**Data excerpts:**

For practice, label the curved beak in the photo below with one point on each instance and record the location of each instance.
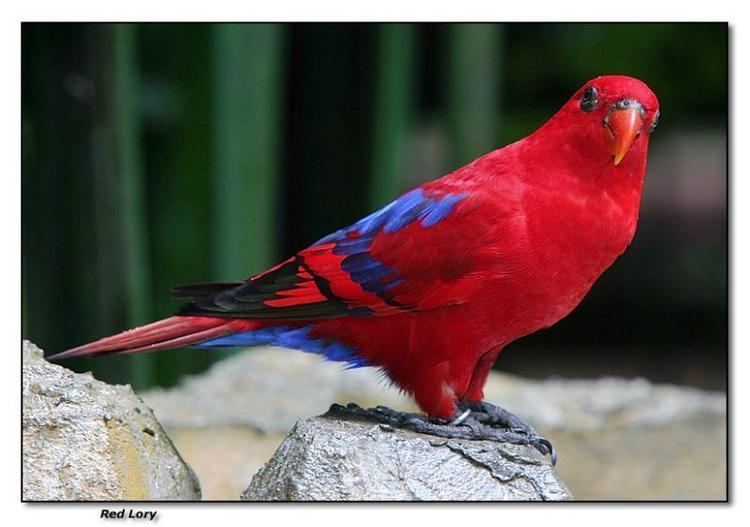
(624, 124)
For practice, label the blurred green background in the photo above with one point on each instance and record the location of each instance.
(162, 154)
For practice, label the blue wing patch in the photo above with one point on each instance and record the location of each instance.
(296, 338)
(356, 240)
(410, 207)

**What you need to do:** An exact copy of all the records, free of pictures, is the expected answer.

**Completed task:**
For practice, label the curved beak in the photo below with one point on each instance and record the location of each instance.
(624, 124)
For practice, label the blurred green background in the photo above with one point on each instance and record the location of each instance.
(162, 154)
For practice, label the blue wing patch in the photo above with one point on each instance and record the location of each instance.
(296, 338)
(356, 240)
(410, 207)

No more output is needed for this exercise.